Retype the forum thread about Port Logan in full, with no changes.

TEXT SECTION »

____

# Port Logan , Dumfries and Galloway



## mangothemadmonk (Aug 6, 2006)

If you ever go to Dumfries and Galloway pay a trip to the Logan Botanical Gardens near Port Logan.

Its a beautiful place with masses of different flora and fauna from Mediterranean climates. They grow well due to the gulf stream in that part of the country. I didn't know there were so many different species of eucalyptus trees. There is a giant Gunnera Bog which is spectacular

While we were there last year I noticed a plaque which had these words written on it which for some unknown reason moved me...

"Live life to the full for life is its own answer.
Accept it and enjoy it day by day.
Live as well as possible, and expect no more
Destroy nothing, humble nothing, look for fault in nothing.
Leave unsullied and untouched all that is beautiful.
Hold that which lives in all reverence.
For life is given by the sovereign of our universe,
Given to be savoured and above all respected".

The gardens are well worth a visit and the carpark is large and can accommodate MHs.
See here.....

http://www.rbge.org.uk/rbge/web/visiting/lbg.jsp#Location

Johnny F


----------



## whistlinggypsy (May 1, 2005)

JohnnyF, your avatar is very unfair as Steve (s&j) and me are going through hell at the moment trying to give up the weed and that baby is driving me mad.

____

PROVIDED DATA »
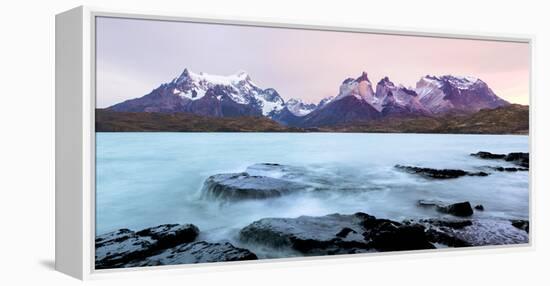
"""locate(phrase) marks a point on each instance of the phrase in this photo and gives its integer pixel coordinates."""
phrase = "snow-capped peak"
(360, 87)
(239, 88)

____

SOLUTION TO THIS EXERCISE »
# Port Logan , Dumfries and Galloway



## mangothemadmonk (Aug 6, 2006)

If you ever go to Dumfries and Galloway pay a trip to the Logan Botanical Gardens near Port Logan.

Its a beautiful place with masses of different flora and fauna from Mediterranean climates. They grow well due to the gulf stream in that part of the country. I didn't know there were so many different species of eucalyptus trees. There is a giant Gunnera Bog which is spectacular

While we were there last year I noticed a plaque which had these words written on it which for some unknown reason moved me...

"Live life to the full for life is its own answer.
Accept it and enjoy it day by day.
Live as well as possible, and expect no more
Destroy nothing, humble nothing, look for fault in nothing.
Leave unsullied and untouched all that is beautiful.
Hold that which lives in all reverence.
For life is given by the sovereign of our universe,
Given to be savoured and above all respected".

The gardens are well worth a visit and the carpark is large and can accommodate MHs.
See here.....

http://www.rbge.org.uk/rbge/web/visiting/lbg.jsp#Location

Johnny F


----------



## whistlinggypsy (May 1, 2005)

JohnnyF, your avatar is very unfair as Steve (s&j) and me are going through hell at the moment trying to give up the weed and that baby is driving me mad.